To do: Please add -87 to each x and y coordinate in the answers, then write out every line of the listing from the line containing "the tractor front" through the end of the listing, inclusive, leaving all other wording unchanged.

— Start —

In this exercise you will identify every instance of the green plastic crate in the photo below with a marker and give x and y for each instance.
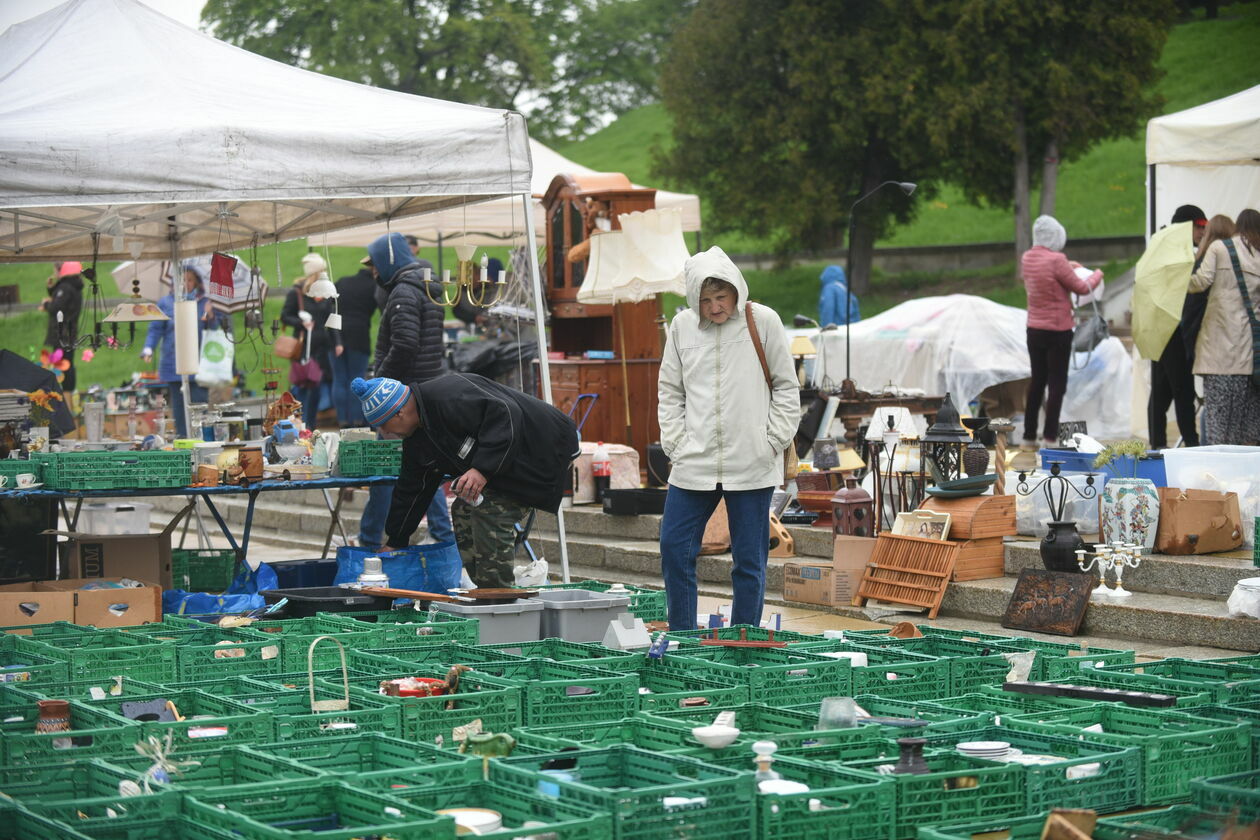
(841, 805)
(221, 767)
(56, 782)
(116, 470)
(955, 788)
(523, 815)
(495, 703)
(631, 785)
(1234, 794)
(202, 569)
(324, 809)
(209, 652)
(1174, 747)
(378, 762)
(938, 720)
(647, 732)
(774, 675)
(1106, 778)
(209, 720)
(93, 732)
(28, 668)
(360, 459)
(106, 654)
(970, 664)
(1222, 681)
(589, 654)
(291, 710)
(668, 689)
(563, 693)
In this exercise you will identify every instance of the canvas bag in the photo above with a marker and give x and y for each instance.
(791, 466)
(1197, 522)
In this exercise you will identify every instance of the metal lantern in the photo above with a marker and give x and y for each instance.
(945, 442)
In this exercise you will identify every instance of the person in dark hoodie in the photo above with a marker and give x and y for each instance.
(410, 344)
(508, 451)
(63, 305)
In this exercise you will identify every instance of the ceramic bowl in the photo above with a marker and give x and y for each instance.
(716, 736)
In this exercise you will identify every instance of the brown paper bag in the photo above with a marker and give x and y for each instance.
(1197, 522)
(717, 533)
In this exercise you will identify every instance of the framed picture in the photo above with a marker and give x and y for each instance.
(927, 524)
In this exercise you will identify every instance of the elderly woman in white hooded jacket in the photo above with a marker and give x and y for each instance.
(725, 430)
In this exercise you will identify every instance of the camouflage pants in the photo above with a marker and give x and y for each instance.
(486, 538)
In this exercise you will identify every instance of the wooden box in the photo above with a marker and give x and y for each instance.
(979, 559)
(977, 516)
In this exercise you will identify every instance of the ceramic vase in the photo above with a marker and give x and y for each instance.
(1059, 547)
(1129, 511)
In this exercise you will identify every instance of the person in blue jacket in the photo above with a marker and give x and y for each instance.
(163, 333)
(834, 299)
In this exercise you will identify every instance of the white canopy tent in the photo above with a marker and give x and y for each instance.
(129, 135)
(963, 344)
(1207, 156)
(490, 223)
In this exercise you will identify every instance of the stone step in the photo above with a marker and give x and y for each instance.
(1207, 576)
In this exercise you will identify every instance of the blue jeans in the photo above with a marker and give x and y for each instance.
(345, 368)
(372, 523)
(682, 529)
(199, 396)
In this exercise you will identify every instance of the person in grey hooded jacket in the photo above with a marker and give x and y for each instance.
(725, 432)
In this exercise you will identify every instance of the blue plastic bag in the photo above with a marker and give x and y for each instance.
(427, 568)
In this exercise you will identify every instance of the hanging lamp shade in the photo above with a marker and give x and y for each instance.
(644, 258)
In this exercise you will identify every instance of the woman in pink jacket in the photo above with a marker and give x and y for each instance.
(1050, 277)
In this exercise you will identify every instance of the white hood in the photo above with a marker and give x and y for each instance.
(712, 263)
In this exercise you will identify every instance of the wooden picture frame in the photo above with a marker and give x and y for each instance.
(1048, 602)
(929, 524)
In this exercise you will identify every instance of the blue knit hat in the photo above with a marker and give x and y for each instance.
(382, 398)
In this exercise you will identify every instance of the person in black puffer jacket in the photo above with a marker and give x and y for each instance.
(410, 348)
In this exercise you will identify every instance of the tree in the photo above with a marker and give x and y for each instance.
(784, 116)
(1016, 78)
(568, 64)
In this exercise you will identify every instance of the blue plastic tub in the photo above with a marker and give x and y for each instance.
(1152, 466)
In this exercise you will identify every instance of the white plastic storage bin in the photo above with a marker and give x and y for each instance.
(115, 518)
(580, 615)
(1227, 469)
(519, 621)
(1032, 511)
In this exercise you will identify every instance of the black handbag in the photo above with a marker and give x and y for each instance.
(1251, 312)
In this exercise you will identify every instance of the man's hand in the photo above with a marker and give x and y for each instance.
(469, 485)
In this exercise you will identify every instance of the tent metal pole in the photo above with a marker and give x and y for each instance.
(543, 368)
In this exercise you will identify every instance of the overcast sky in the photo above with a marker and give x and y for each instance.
(185, 11)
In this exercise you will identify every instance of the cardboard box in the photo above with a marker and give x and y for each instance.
(140, 557)
(25, 603)
(809, 583)
(108, 607)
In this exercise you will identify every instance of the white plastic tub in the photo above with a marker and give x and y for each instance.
(1227, 469)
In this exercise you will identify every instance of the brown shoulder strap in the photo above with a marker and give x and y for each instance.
(756, 344)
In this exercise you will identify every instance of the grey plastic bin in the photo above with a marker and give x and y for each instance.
(580, 615)
(519, 621)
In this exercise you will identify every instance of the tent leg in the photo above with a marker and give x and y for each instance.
(543, 368)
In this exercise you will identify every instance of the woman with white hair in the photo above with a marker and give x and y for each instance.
(308, 316)
(1050, 278)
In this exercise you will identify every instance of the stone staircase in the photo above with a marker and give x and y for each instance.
(1178, 602)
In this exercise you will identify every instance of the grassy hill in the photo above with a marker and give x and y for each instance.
(1100, 194)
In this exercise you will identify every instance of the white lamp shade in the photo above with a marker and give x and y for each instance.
(640, 261)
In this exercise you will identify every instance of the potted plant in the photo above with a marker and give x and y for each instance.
(1129, 506)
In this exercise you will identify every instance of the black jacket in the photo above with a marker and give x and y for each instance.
(410, 336)
(357, 304)
(522, 445)
(67, 299)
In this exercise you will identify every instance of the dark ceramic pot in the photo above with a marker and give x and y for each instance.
(1059, 547)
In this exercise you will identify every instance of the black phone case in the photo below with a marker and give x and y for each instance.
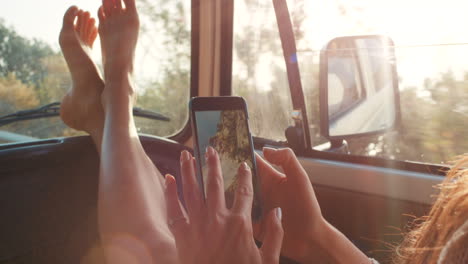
(219, 104)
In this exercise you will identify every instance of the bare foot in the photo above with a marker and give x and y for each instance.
(118, 30)
(81, 107)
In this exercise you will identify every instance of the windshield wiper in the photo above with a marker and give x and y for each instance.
(53, 109)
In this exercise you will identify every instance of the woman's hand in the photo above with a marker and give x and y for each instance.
(208, 232)
(308, 237)
(291, 191)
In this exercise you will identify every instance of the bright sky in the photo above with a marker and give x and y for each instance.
(407, 22)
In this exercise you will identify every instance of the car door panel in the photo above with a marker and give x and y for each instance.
(371, 205)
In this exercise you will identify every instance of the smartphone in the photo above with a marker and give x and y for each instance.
(223, 123)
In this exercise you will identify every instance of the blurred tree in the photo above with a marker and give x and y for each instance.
(14, 94)
(22, 56)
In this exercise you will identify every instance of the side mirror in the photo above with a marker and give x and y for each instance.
(358, 87)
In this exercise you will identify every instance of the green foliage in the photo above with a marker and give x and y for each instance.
(22, 56)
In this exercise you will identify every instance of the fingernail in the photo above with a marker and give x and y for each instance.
(279, 213)
(185, 156)
(209, 151)
(166, 180)
(245, 167)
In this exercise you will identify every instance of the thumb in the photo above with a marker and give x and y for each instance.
(273, 239)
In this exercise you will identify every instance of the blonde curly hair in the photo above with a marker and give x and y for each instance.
(442, 236)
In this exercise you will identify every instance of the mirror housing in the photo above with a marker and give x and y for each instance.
(358, 87)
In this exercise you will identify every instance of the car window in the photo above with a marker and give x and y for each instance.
(33, 71)
(258, 71)
(431, 55)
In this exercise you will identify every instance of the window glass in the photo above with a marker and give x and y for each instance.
(431, 59)
(33, 71)
(259, 72)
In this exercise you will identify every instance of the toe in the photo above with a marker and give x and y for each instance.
(84, 26)
(101, 14)
(108, 7)
(69, 17)
(118, 5)
(130, 5)
(92, 37)
(79, 22)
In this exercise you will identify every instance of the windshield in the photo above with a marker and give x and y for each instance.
(33, 71)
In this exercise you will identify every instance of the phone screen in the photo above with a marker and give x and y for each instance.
(228, 133)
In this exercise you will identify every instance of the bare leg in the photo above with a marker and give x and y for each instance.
(81, 107)
(132, 211)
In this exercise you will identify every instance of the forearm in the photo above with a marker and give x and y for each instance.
(335, 247)
(128, 182)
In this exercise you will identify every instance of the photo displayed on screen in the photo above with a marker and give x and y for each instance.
(227, 132)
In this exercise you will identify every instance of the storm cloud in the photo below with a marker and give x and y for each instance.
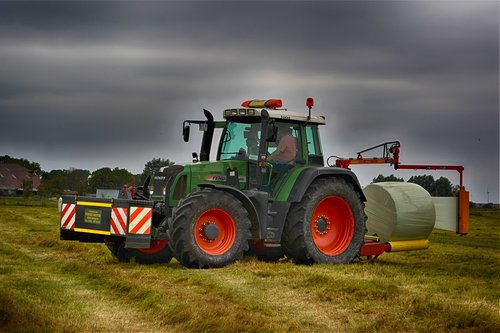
(94, 84)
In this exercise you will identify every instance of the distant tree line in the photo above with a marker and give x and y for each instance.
(79, 181)
(441, 187)
(31, 166)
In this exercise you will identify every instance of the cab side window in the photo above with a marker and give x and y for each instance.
(315, 153)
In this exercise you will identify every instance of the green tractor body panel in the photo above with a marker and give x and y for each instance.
(195, 174)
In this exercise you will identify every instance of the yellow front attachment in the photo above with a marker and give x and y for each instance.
(421, 244)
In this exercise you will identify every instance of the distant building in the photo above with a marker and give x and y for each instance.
(12, 177)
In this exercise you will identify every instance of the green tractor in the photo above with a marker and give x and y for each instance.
(267, 193)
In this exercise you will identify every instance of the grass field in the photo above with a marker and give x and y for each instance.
(50, 285)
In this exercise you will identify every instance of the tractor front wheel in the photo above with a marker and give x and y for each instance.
(327, 226)
(210, 228)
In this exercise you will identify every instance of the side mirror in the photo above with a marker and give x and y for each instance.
(185, 132)
(272, 133)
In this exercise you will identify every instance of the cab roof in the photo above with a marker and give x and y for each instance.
(273, 114)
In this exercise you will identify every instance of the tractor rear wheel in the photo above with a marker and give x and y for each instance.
(327, 226)
(159, 252)
(210, 228)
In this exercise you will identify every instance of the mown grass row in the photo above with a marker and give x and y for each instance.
(51, 285)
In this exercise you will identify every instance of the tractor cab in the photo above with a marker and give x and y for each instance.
(274, 142)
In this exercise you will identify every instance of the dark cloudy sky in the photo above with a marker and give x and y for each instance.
(94, 84)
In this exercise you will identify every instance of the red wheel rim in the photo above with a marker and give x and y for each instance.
(226, 231)
(332, 225)
(156, 246)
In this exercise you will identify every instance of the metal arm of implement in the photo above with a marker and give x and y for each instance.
(390, 156)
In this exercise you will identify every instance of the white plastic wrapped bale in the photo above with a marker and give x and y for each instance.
(399, 211)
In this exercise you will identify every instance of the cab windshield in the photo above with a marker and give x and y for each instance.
(240, 141)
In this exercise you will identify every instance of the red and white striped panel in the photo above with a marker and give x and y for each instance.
(68, 216)
(118, 221)
(140, 220)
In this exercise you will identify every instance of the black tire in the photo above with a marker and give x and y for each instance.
(159, 253)
(194, 245)
(267, 254)
(327, 225)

— End —

Answer to this exercise:
In this exercise you will identify every instance of the tractor front wheel in the photo above with a marker and give x and y for each instance.
(240, 139)
(123, 141)
In this exercise you will identify every instance of the side mirror in the photo above with a marker and give x and y for each instance.
(98, 45)
(185, 46)
In this exercise you will identify every instance of the cab roof in the photo above with a marker and give x and y for each instance.
(186, 27)
In this exercise you will identify every instance of the tractor rear wheel in the photo above with a marker and give x and y for each instance.
(240, 139)
(72, 165)
(123, 141)
In this exercise you will identify every instance of the mown grass row in the photo above with a marker and give x and y for each instance.
(-36, 198)
In this exercise you will identify every instance of the tractor cab in the photo above with a marker and give x and y for each instance.
(187, 55)
In this exercise you will identify every instance of the dark cloudy sky in the photo above with a marker and give x and y for each instance.
(7, -3)
In this exercise you will identify every instance of the red wheel rim in the photo above with a marker and give x and y for each instance.
(139, 144)
(245, 138)
(69, 159)
In this exercise you will identify every instance of the metal arm of implement in the photo above with a marker and give x and y for each instance.
(303, 69)
In this exercise you will identify every instance of the white plastic wrapped bale in the photo above with a marker and give x and y for each instance.
(312, 124)
In this exercise you will identify every instance of the cab windshield in the photo above with a marker and give x and y for each instance.
(153, 54)
In this exercise you will identify every instance of the red and white striped panel in the photo above with a marker and give x and y for each instance.
(-19, 129)
(31, 134)
(53, 133)
In this exercise you will identify every instance of the black tire in the photo above with a marker and give x and y for each instance.
(72, 166)
(107, 158)
(180, 167)
(240, 138)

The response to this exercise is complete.